_TASK BRIEF_
Update the entries below so that every "segment" becomes "outline". Keep everything else the same.

_RECORDS FOR THIS EXERCISE_
++++++

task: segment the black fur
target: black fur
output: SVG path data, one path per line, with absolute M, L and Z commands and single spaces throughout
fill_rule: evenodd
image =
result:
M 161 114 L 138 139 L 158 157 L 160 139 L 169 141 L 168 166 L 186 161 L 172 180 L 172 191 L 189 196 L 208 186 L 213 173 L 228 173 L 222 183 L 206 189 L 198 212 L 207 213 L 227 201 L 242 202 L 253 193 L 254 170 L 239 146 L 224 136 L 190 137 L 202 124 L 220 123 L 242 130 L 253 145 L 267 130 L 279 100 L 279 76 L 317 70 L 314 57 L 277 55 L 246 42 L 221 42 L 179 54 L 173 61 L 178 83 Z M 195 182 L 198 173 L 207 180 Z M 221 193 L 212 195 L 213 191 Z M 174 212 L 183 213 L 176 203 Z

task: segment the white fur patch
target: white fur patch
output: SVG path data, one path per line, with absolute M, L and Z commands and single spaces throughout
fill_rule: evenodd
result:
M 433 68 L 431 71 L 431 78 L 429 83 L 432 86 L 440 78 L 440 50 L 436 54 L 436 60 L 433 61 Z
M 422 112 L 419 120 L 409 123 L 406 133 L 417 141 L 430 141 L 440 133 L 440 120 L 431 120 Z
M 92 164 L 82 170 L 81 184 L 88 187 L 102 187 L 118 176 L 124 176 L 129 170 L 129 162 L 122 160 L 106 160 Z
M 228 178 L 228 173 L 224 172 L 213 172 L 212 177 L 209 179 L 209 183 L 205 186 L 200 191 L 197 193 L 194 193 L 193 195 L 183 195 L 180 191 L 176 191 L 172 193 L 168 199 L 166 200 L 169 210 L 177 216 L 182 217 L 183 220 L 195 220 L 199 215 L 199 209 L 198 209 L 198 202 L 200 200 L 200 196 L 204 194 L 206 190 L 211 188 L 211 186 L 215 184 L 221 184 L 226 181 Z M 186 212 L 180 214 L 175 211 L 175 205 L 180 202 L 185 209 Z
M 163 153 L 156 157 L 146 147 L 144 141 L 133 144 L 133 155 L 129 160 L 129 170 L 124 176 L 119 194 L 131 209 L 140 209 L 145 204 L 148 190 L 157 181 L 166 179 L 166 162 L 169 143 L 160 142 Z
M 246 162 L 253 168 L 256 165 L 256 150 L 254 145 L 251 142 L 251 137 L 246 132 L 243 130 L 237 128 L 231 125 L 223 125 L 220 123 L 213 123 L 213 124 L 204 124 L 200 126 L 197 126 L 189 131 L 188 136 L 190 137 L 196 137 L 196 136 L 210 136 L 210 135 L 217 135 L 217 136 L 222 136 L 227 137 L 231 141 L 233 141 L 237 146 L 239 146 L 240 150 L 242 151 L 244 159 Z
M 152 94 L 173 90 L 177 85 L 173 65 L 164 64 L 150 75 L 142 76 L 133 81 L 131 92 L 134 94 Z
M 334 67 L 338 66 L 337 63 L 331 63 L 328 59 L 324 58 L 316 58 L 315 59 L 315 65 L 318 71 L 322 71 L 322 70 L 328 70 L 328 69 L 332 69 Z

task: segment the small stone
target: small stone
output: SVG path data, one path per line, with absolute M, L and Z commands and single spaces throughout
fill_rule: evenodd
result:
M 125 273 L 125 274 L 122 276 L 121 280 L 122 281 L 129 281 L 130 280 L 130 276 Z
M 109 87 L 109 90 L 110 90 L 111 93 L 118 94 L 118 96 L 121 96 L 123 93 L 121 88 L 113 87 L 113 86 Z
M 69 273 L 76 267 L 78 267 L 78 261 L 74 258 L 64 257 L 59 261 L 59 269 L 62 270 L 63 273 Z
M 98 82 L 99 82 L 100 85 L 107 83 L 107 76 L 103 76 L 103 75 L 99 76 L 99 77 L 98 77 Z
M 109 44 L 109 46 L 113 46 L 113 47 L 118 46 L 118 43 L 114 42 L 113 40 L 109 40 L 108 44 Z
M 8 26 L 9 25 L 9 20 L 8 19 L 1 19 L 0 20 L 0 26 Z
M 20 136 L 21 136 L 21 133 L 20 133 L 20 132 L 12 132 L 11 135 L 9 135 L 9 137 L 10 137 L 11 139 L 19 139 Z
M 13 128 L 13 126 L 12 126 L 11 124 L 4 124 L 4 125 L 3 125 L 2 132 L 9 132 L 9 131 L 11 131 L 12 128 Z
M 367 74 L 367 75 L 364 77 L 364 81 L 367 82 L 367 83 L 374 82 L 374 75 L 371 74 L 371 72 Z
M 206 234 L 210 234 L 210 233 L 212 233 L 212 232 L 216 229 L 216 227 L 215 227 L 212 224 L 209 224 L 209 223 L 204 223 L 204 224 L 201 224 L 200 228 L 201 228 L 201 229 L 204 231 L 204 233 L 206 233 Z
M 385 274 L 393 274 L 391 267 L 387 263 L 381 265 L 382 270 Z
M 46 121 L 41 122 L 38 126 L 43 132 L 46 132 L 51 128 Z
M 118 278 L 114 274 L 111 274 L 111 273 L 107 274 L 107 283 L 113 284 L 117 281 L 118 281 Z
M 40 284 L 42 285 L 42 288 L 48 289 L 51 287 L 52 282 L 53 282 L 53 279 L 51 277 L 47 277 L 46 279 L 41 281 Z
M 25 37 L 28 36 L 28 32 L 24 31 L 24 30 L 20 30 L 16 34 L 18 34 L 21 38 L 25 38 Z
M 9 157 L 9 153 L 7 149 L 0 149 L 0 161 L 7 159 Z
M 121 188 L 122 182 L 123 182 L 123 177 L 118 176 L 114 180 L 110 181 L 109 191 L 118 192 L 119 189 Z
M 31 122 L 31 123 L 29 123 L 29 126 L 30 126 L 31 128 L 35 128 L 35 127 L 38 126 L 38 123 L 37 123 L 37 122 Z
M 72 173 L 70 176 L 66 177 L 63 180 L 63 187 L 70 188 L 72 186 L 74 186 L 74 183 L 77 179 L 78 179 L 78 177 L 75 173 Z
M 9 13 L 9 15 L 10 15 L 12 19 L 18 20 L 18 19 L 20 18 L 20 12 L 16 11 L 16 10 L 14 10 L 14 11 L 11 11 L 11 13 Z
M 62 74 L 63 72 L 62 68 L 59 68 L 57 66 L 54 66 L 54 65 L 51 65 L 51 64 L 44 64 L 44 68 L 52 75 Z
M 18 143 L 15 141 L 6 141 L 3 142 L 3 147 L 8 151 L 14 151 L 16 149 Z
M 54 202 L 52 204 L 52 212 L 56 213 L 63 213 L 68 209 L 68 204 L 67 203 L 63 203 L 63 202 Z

++++++

_ANSWER TO THIS PROBLEM_
task: outline the black fur
target: black fur
output: SVG path data, one path per line, with absolute M, L and Z commands and single spaces throughout
fill_rule: evenodd
image =
result:
M 161 114 L 138 139 L 158 157 L 160 139 L 169 141 L 168 166 L 186 161 L 172 180 L 172 191 L 189 196 L 208 186 L 213 173 L 228 173 L 222 183 L 206 189 L 198 212 L 207 213 L 227 201 L 242 202 L 253 193 L 254 170 L 239 146 L 224 136 L 190 137 L 202 124 L 220 123 L 242 130 L 253 145 L 267 130 L 279 100 L 279 76 L 317 70 L 314 57 L 277 55 L 246 42 L 221 42 L 179 54 L 173 61 L 178 83 Z M 195 182 L 198 173 L 207 180 Z M 221 193 L 212 195 L 213 191 Z M 174 212 L 183 213 L 176 203 Z

task: outline the white fur patch
target: white fur patch
output: SVG path data, one path per line, with absolute M, L and Z commands and single spaces throughout
fill_rule: evenodd
result:
M 433 68 L 431 71 L 431 78 L 429 83 L 432 86 L 440 78 L 440 50 L 436 54 L 436 60 L 433 61 Z
M 422 112 L 419 120 L 409 123 L 406 133 L 417 141 L 430 141 L 440 133 L 440 120 L 431 120 Z
M 92 164 L 82 170 L 81 184 L 88 187 L 102 187 L 118 176 L 124 176 L 129 170 L 129 162 L 122 160 L 106 160 Z
M 228 178 L 228 173 L 224 172 L 213 172 L 212 177 L 209 179 L 209 183 L 205 186 L 200 191 L 197 193 L 194 193 L 193 195 L 183 195 L 180 191 L 176 191 L 172 193 L 168 199 L 166 200 L 169 210 L 177 216 L 182 217 L 183 220 L 195 220 L 199 215 L 199 209 L 198 209 L 198 202 L 200 200 L 200 196 L 204 194 L 206 190 L 211 188 L 211 186 L 215 184 L 221 184 L 226 181 Z M 186 212 L 180 214 L 175 211 L 175 205 L 180 202 L 185 209 Z
M 163 153 L 156 157 L 146 147 L 144 141 L 133 144 L 133 155 L 129 160 L 129 170 L 124 176 L 119 194 L 131 209 L 140 209 L 145 204 L 148 190 L 157 181 L 166 179 L 166 162 L 169 143 L 160 142 Z
M 246 162 L 253 168 L 256 165 L 256 150 L 254 145 L 251 142 L 251 137 L 246 132 L 243 130 L 237 128 L 231 125 L 223 125 L 220 123 L 213 123 L 213 124 L 204 124 L 200 126 L 197 126 L 189 131 L 188 136 L 190 137 L 196 137 L 196 136 L 210 136 L 210 135 L 217 135 L 217 136 L 222 136 L 227 137 L 231 141 L 233 141 L 237 146 L 239 146 L 240 150 L 242 151 L 244 159 Z
M 152 94 L 173 90 L 177 85 L 173 65 L 164 64 L 150 75 L 142 76 L 133 81 L 131 92 L 134 94 Z
M 334 67 L 338 66 L 337 63 L 331 63 L 328 59 L 324 58 L 316 58 L 315 59 L 315 65 L 318 71 L 322 71 L 322 70 L 328 70 L 328 69 L 332 69 Z

task: outline the small stone
target: small stone
output: SVG path data, one path per line, with absolute M, L and Z commands and single spaces throughout
fill_rule: evenodd
result:
M 125 273 L 125 274 L 122 276 L 121 280 L 122 281 L 129 281 L 130 280 L 130 276 Z
M 109 87 L 109 90 L 110 90 L 111 93 L 118 94 L 118 96 L 121 96 L 123 93 L 121 88 L 113 87 L 113 86 Z
M 69 273 L 76 267 L 78 267 L 78 261 L 74 258 L 64 257 L 59 261 L 59 269 L 62 270 L 63 273 Z
M 98 82 L 99 82 L 100 85 L 107 83 L 107 76 L 103 76 L 103 75 L 99 76 L 99 77 L 98 77 Z
M 109 44 L 109 46 L 113 46 L 113 47 L 118 46 L 118 43 L 114 42 L 113 40 L 109 40 L 108 44 Z
M 8 26 L 9 25 L 9 20 L 8 19 L 1 19 L 0 20 L 0 26 Z
M 20 136 L 21 136 L 21 133 L 20 133 L 20 132 L 12 132 L 11 135 L 9 135 L 9 137 L 10 137 L 11 139 L 19 139 Z
M 13 128 L 13 126 L 12 126 L 11 124 L 4 124 L 4 125 L 3 125 L 2 132 L 9 132 L 9 131 L 11 131 L 12 128 Z
M 367 74 L 367 75 L 364 77 L 364 81 L 367 82 L 367 83 L 374 82 L 374 75 L 371 74 L 371 72 Z
M 206 234 L 210 234 L 210 233 L 212 233 L 212 232 L 216 229 L 216 227 L 215 227 L 212 224 L 209 224 L 209 223 L 204 223 L 204 224 L 201 224 L 200 228 L 201 228 L 201 229 L 204 231 L 204 233 L 206 233 Z
M 385 274 L 393 274 L 391 267 L 387 263 L 381 265 L 382 270 Z
M 46 121 L 41 122 L 38 126 L 43 132 L 46 132 L 51 128 Z
M 118 278 L 114 274 L 111 274 L 111 273 L 107 274 L 107 283 L 113 284 L 117 281 L 118 281 Z
M 40 284 L 42 285 L 42 288 L 48 289 L 51 287 L 52 282 L 53 282 L 53 279 L 51 277 L 47 277 L 46 279 L 41 281 Z
M 25 37 L 28 36 L 28 32 L 24 31 L 24 30 L 20 30 L 16 34 L 18 34 L 21 38 L 25 38 Z
M 9 157 L 9 153 L 7 149 L 0 149 L 0 161 L 7 159 Z
M 121 188 L 122 182 L 123 182 L 123 177 L 118 176 L 114 180 L 110 181 L 109 191 L 118 192 L 119 189 Z
M 31 122 L 31 123 L 29 123 L 29 126 L 30 126 L 31 128 L 35 128 L 35 127 L 38 126 L 38 123 L 37 123 L 37 122 Z
M 72 173 L 70 176 L 66 177 L 63 180 L 63 187 L 70 188 L 72 186 L 74 186 L 74 183 L 77 179 L 78 179 L 78 177 L 75 173 Z
M 9 13 L 9 15 L 10 15 L 12 19 L 18 20 L 18 19 L 20 18 L 20 12 L 16 11 L 16 10 L 14 10 L 14 11 L 11 11 L 11 13 Z
M 62 74 L 63 72 L 62 68 L 59 68 L 57 66 L 54 66 L 54 65 L 51 65 L 51 64 L 44 64 L 44 68 L 52 75 Z
M 18 143 L 15 141 L 6 141 L 3 142 L 3 147 L 8 151 L 14 151 L 16 149 Z
M 54 202 L 52 204 L 52 212 L 56 213 L 63 213 L 68 209 L 68 204 L 67 203 L 63 203 L 63 202 Z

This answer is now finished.